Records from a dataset
● ● ●

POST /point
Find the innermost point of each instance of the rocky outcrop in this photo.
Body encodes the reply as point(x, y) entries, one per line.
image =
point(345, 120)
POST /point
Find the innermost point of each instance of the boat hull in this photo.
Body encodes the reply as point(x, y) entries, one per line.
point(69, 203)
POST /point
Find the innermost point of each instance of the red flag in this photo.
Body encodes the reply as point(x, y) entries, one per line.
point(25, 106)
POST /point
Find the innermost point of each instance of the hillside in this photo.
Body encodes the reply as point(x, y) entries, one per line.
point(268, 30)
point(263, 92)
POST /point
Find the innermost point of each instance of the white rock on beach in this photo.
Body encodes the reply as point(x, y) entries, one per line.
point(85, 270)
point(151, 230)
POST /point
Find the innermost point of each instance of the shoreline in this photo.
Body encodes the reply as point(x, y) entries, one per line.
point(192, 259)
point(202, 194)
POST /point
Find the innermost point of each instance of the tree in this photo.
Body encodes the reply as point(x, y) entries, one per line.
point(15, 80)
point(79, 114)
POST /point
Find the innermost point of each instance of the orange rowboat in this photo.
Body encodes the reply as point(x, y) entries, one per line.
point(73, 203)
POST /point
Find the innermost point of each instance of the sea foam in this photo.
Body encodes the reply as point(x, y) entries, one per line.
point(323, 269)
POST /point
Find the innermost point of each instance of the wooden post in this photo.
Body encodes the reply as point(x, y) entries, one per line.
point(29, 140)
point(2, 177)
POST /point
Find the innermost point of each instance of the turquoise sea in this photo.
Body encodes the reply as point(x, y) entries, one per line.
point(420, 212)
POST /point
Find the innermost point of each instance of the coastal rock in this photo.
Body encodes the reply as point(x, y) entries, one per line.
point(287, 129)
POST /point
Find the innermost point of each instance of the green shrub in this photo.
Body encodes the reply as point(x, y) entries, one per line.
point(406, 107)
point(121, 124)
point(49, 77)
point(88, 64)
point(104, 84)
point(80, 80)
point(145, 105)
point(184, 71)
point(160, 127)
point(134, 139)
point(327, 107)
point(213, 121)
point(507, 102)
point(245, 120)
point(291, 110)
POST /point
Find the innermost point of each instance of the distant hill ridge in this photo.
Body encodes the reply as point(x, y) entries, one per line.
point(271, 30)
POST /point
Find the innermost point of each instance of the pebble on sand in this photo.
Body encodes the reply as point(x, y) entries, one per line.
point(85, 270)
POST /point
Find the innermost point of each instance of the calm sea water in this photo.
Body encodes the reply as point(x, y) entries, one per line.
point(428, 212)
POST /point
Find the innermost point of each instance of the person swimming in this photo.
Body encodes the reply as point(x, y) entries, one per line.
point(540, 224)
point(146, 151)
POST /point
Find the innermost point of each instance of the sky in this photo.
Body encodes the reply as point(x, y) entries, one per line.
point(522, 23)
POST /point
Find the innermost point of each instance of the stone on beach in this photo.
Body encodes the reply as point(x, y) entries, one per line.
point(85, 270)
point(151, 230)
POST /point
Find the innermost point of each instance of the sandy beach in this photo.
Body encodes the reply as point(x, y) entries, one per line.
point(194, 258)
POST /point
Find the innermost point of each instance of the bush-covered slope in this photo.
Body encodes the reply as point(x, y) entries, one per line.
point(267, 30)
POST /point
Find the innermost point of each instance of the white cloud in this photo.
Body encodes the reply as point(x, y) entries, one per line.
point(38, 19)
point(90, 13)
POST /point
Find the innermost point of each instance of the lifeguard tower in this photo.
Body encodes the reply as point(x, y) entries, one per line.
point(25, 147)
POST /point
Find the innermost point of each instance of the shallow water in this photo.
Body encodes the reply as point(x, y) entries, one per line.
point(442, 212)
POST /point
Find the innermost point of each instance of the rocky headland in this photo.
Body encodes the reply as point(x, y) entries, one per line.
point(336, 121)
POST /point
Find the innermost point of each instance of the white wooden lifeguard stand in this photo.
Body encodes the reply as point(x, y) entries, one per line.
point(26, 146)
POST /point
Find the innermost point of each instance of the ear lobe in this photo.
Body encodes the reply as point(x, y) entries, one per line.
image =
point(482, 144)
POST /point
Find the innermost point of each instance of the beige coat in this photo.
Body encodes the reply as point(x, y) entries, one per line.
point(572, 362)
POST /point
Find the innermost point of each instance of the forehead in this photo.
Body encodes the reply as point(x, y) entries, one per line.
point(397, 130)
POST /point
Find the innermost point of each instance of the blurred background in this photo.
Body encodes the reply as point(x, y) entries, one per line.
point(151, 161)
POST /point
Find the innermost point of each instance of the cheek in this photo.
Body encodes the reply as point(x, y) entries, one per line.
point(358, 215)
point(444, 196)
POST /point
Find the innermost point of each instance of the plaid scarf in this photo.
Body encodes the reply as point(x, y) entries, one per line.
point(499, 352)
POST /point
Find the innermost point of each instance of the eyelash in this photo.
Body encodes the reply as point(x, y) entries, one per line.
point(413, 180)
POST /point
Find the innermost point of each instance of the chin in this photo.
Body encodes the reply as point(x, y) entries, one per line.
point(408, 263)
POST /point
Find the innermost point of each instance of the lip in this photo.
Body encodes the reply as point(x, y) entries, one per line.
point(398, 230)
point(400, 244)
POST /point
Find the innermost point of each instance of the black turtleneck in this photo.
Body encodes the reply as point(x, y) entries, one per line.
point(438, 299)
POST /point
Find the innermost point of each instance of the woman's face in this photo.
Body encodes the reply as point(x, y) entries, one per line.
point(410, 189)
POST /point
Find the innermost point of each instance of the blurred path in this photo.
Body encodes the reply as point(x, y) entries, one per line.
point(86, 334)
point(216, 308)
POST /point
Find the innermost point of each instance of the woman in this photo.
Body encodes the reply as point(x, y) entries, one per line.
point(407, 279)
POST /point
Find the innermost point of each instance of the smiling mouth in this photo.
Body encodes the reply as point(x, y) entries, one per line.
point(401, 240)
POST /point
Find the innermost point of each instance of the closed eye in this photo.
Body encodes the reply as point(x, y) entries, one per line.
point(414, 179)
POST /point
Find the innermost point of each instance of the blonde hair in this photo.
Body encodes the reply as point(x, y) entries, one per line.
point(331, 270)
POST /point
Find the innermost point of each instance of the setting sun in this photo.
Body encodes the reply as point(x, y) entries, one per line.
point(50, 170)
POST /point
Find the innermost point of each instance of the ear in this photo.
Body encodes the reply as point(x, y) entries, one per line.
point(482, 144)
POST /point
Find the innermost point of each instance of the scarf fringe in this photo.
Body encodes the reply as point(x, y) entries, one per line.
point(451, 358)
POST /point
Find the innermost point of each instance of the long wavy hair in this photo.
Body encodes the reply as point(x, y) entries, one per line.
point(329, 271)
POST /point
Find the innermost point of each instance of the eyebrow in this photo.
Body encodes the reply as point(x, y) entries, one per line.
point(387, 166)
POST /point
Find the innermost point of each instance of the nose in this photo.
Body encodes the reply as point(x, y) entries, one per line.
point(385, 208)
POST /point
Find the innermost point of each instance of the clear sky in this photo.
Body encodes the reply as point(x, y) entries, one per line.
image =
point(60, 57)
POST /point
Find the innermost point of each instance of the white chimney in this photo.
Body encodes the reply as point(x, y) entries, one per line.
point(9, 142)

● ● ●

--- The task ---
Rewrite everything from the start of the data down to the line containing "point(263, 92)" as a Markdown table with the columns Row and Line, numbering each line and skipping blank ones.

--- Exercise output ---
| Row | Line |
|---|---|
| 1 | POST /point |
| 2 | Find the innermost point of each instance of the rocky outcrop in this photo. |
| 3 | Body encodes the reply as point(x, y) entries, one per line. |
| 4 | image = |
| 5 | point(345, 120) |
| 6 | POST /point |
| 7 | Find the innermost point of each instance of the boat hull in this photo. |
| 8 | Body encodes the reply as point(x, y) entries, one per line. |
| 9 | point(69, 203) |
| 10 | POST /point |
| 11 | Find the innermost point of each instance of the red flag in this photo. |
| 12 | Body encodes the reply as point(x, y) entries, one per line. |
| 13 | point(25, 106) |
| 14 | POST /point |
| 15 | Find the innermost point of each instance of the hillside in this photo. |
| 16 | Body encodes the reply as point(x, y) entries, one per line. |
| 17 | point(268, 30) |
| 18 | point(263, 92) |